What is expected
Using the data that follows, return exactly the lines from the one that contains "TARGET = green hedge" through the one that contains "TARGET = green tree", ends included.

Supplied records
______________________________
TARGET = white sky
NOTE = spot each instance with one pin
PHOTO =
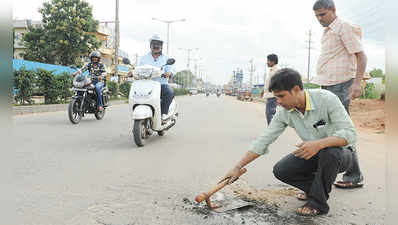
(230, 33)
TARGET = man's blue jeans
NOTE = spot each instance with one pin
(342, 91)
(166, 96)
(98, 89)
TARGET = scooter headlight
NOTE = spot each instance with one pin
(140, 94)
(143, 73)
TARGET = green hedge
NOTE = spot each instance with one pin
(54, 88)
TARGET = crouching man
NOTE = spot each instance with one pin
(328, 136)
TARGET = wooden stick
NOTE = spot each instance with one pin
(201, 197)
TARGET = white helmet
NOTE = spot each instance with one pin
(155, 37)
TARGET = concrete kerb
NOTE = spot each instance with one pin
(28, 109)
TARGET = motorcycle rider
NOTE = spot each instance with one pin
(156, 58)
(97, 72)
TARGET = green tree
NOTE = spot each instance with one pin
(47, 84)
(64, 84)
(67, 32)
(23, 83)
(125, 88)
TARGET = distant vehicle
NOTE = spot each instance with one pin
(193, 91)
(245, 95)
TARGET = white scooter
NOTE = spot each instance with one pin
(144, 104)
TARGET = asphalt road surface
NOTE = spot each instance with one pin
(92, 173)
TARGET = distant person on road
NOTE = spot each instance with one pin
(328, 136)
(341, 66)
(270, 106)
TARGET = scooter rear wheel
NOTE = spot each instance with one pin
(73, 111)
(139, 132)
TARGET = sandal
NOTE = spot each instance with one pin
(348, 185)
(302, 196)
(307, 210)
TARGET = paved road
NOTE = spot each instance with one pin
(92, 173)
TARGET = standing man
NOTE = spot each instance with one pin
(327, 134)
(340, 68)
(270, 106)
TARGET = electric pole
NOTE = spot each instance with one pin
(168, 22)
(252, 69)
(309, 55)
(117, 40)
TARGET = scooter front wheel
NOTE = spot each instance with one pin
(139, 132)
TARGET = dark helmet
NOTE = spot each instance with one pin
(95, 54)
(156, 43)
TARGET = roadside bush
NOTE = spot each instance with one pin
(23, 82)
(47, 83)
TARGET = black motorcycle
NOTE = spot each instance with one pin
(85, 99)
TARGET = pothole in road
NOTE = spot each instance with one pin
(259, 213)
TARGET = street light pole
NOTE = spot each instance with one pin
______________________________
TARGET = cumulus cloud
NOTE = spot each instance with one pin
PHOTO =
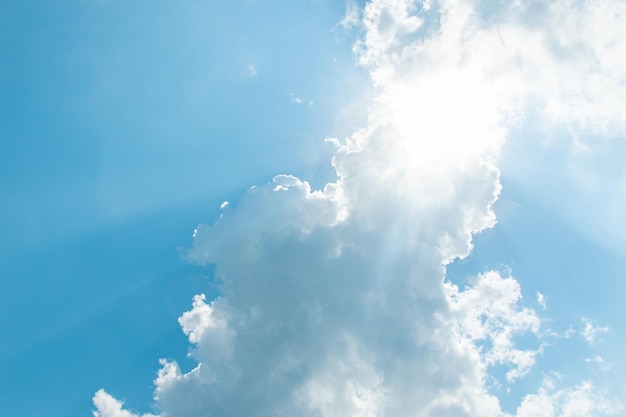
______________________________
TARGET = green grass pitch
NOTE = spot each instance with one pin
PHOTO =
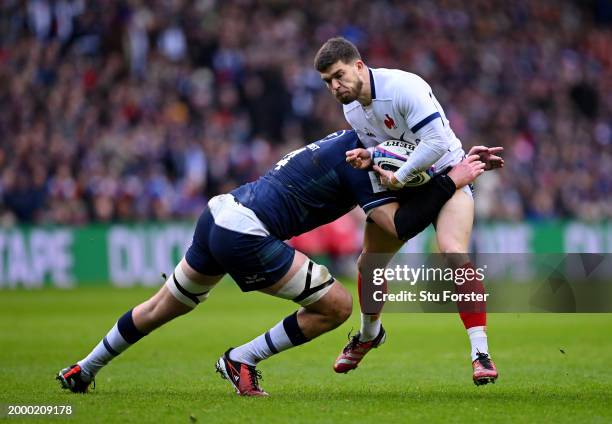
______________________________
Response to the task
TARGET = green hedge
NOTE = spot each instance with one pin
(54, 88)
TARGET = crouching man
NOTE = spot each instance with one pin
(328, 136)
TARGET = wooden stick
NOTE = spot each instance with one pin
(201, 197)
TARGET = white helmet
NOTE = spot each instance with one pin
(155, 37)
TARGET = concrete kerb
NOTE = spot each instance with one pin
(28, 109)
TARGET = motorcycle rider
NOTE = spot each instance with one pin
(156, 58)
(97, 72)
TARGET = green tree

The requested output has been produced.